#### Trecho selecionado ####
A entrada da XP em produtos e serviços de banking levou muita gente a dizer que a empresa, que nasceu com uma postura de desafio aos bancos tradicionais, estivesse se tornando um deles. O CEO da XP diz que a estratégia continua sendo atender aos clientes investidores e não aos clientes em geral. “Não queremos ser um neobank que dá crédito e que cobra taxas altíssimas no cartão para compensar a inadimplência. Nosso foco é em quem está interessado em investimentos”, diz Maffra.

Para os investidores pessoa física, a empresa dividiu sua atuação em três grupos: a de clientes com até R$ 300 mil de patrimônio financeiro; de R$ 300 mil a R$ 10 milhões; e acima de R$ 10 milhões. Atualmente, a maior participação da empresa é no grupo de clientes da faixa intermediária, com mais de R$ 300 mil, na qual está concentrada a atuação dos assessores de investimento.
#### Dados armazenados ####
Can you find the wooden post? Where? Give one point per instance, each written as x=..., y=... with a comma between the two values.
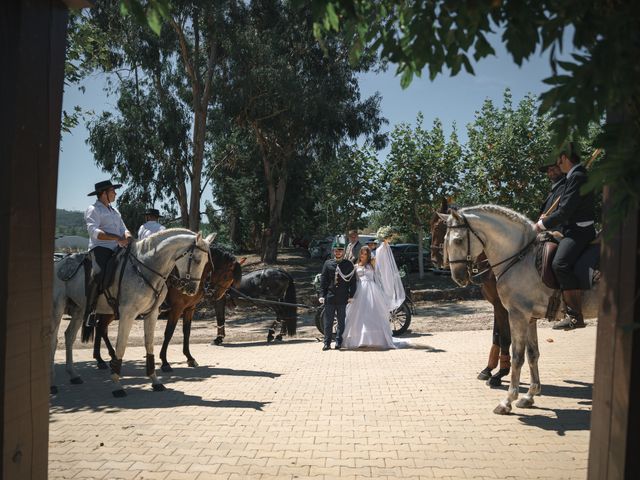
####
- Enunciado:
Responda, com base no trecho sobre a XP:
1. Segundo o CEO da XP, em quem está o foco da empresa?
2. Em quantos grupos a empresa dividiu sua atuação para investidores pessoa física?
3. Em qual faixa de clientes está concentrada a atuação dos assessores de investimento?

- Resposta:
1. Em quem está interessado em investimentos.
2. Em três grupos.
3. Na faixa intermediária, de R$ 300 mil a R$ 10 milhões de patrimônio financeiro.